[TEXT EXCERPT]
• • • • • • •
Reference books are essentially handled in the same way as regular books, although different visuals are used in the interface to help differentiate them. It would be easy to imagine a selection of bibliographic textbooks, for example, being associated with the Jane Austen Centre in Bath, which was also near Anne’s location but is not part of any narrative book. Internal metadata in the digital library is used to mark them as reference books so Tipple can detect them accordingly.

5 Design and implementation: mobile and self-contained Tipple

Here we present the design of the improved mobile version of the software. We ported the system from a server-based core with web-based interfaces to a native mobile app that accesses a local database or digital library. Thus the system can function independent of network access, but inclusion of external digital libraries is also supported. We engineered this transformation in two stages: first we migrated the TIP-level services to operate self-contained on the mobile device (but left the digital library as a networked resource); then we migrated the digital library software to also operate self-contained on the mobile device. Android was chosen as the mobile platform for development, primarily because of its alignment with the Java programming language. Another factor was its open-source base and the fact that there are no registration or license fee barriers to being able to install and run software on the devices running the mobile operating system.

5.1 Migrating TIP-level services

We initially ported the server-based systems onto a mobile device such that all user-related data was now kept locally on the device. The map system was redesigned from the travel plan service to using Open Street Maps, a format that permits local storage of its data. Book content still came from a networked digital library server; however, we added a small document cache that existed on the device so Tipple could be configured to operate in an area without network connectivity, albeit a geographically confined area.

As the original Greenstone/TIP bridge was supplying location-based cross-links between TIP and Greenstone (e.g., to be used for location-based browsing and “virtual” travellers), the service of automatically tagging single words or phrases did not match our needs in the mobile Tipple implementation (Sect. 5). Instead, we manually location-tagged paragraphs and chapters, as described in Sects. 6 and 7. We also provided additional audio information to the user (without screen-based reading). However, as not all books in the digital library may be available with pre-recorded audio content, we added a text-to-speech function.

The interface was redesigned from using hyperlinks and a web-based user interface to a mobile-app style interaction. More specifically, by targeting the Android operating system, this decision meant moving away from a generic approach that would operate on desktops or any sort of mobile device, as long as it had a web browser, to one requiring specific implementations for specific mobile operating systems. This was a decision we consciously made, as we wanted to experiment with an interface where there was greater control over the level of user interactivity supported. Consequently the client side was completely redesigned and newly implemented.

This first fully mobile prototype was used for our initial user studies (reported in Sect. 6). Following the initial evaluation, we implemented additional features and adapted existing ones according to the feedback we received. This second, improved mobile software was then used in our further studies.
• • • • • • •
[PARTS OF THE EXERCISE]
a) Answer these questions about the Tipple excerpt, each from a different part of it:
(i) Which mobile platform was chosen for development, and what was the primary reason?
(ii) What did the map system switch to, and what does that format permit?
(iii) What function was added because not all books in the digital library may have pre-recorded audio?
b) Continue the Tipple excerpt from its final sentence.

[DATA]
• • • • • • •
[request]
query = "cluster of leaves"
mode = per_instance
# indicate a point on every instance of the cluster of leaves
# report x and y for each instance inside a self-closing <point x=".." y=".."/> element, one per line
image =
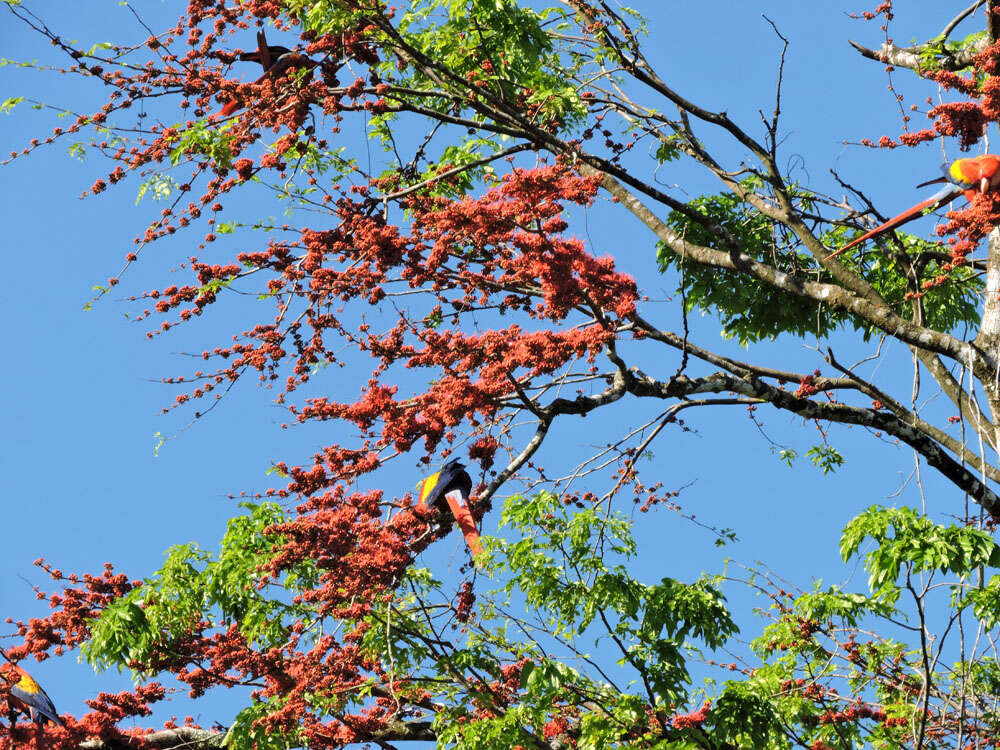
<point x="751" y="311"/>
• • • • • • •
[WRITTEN RESPONSES]
a)
(i) Android, chosen primarily because of its alignment with the Java programming language.
(ii) Open Street Maps, a format that permits local storage of its data.
(iii) A text-to-speech function.

b)
5.2 Finalized Design

Greenstone 3 has been ported to run, self-contained, on mobile smartphones such as the Apple iPhone [5] and, more recently, Android devices. Figure 4 provides a schematic overview of the software architecture for the mobile implementation of Tipple, which was informed by the previous design. The main division in the software is between the interactive application that runs on the phone and the geo-tagged documents that reside in a digital library. We deliberately choose to leave the digital library software loosely coupled to the TIP services through a network connection (HTTP) as this gave us the greatest flexibility. With the digital library server installed on the phone and its configuration file set to “localhost” Tipple could operate self-sufficiently in an area with no network connectivity (such as the Hamilton Gardens, one of our test sites). Equally simple to set up was receiving the information from a networked central server. This latter configuration has the fringe benefit that the same collated tourist information is available to “virtual” travellers too, who can access the information from their current location through their web browser using the standard search and browse access methods provided by the DL.

In terms of communication interaction between the two, the Tipple application on the phone is the initiator in the exchange and the services of the DL software accessed through a servlet. More specifically, the digital library component is built using Greenstone 3 [16] using a Solr derived Search Service to support numeric and location-based searching in addition to the regular metadata and full-text retrieval.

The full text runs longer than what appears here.